■ **Supplied passage**
++++++
Thank you, everybody. My name is Ellis Hughes. I'm really excited to be here. I am the Associate Director of Data Science at GSK. I also run a screencast called TidyX, where me and my co-host Patrick Ward explain how our code works. If that's something that sounds interesting to you, we have over 180 episodes on YouTube. So you should go check that out, where we do talk a little bit more about what I'm going to be talking about today.
So before I go any further, I do want to say this presentation is my own opinion and not that of my organization. I need to get that out there. All right, so I know it's been a really long day, two days of conferences. So let's just take a second and just stretch a little bit, right? It's been a lot. Everyone stretch. Cool, because I'm going to take a little bit of time to tell you a bit of a story.
The 90s Blockbuster experience
So let's talk about the 90s Friday night starter kit, right? I don't know if you remember, but at least my Friday night starter kit was going to get pizza. We went to the local Papa John's and picked up a pizza, not necessarily the best, but you know, it was a solid pizza. It was the 90s. I was a kid. It didn't matter. Our family would go and sit in front of our old tube TV. You know, the one that made the weird noise when anything wasn't playing. It had that static going. It was deeper than it was wide, about 25 inches across, and it was probably about 30 inches deep. And that was really big for the day.
++++++
■ **What to work on**
1. Copy the part of the talk transcript starting with "So before I" and going on through "of a story.".
2. What job title does the speaker hold at GSK, according to the talk transcript?
3. Write the next part of the talk transcript, picking up after its last sentence.
The lines after this come from a separate source.

■ **Source data**
++++++
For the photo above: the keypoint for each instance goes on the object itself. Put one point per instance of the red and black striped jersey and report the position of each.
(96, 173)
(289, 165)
++++++
■ **Responses to the tasks**
1.
So before I go any further, I do want to say this presentation is my own opinion and not that of my organization. I need to get that out there. All right, so I know it's been a really long day, two days of conferences. So let's just take a second and just stretch a little bit, right? It's been a lot. Everyone stretch. Cool, because I'm going to take a little bit of time to tell you a bit of a story.

2. Associate Director of Data Science

3.
And the blockbuster movies that you went and picked up earlier that evening with your parents to go and you know, you had to share with your brothers, or at least I had to share with my brothers, the two movies that we were picking because that was by Friday night. This is actually a picture of the blockbuster that I used to go to over in Bellevue across the water here when I was a little kid. And I still remember I have memories of that place still the nerd ropes hanging behind the behind the folks that were checking out the movies, the dropping off the clamshells that you'd put into the slot so that you could return it and the smell of that building. I don't know why, but I still remember that smell.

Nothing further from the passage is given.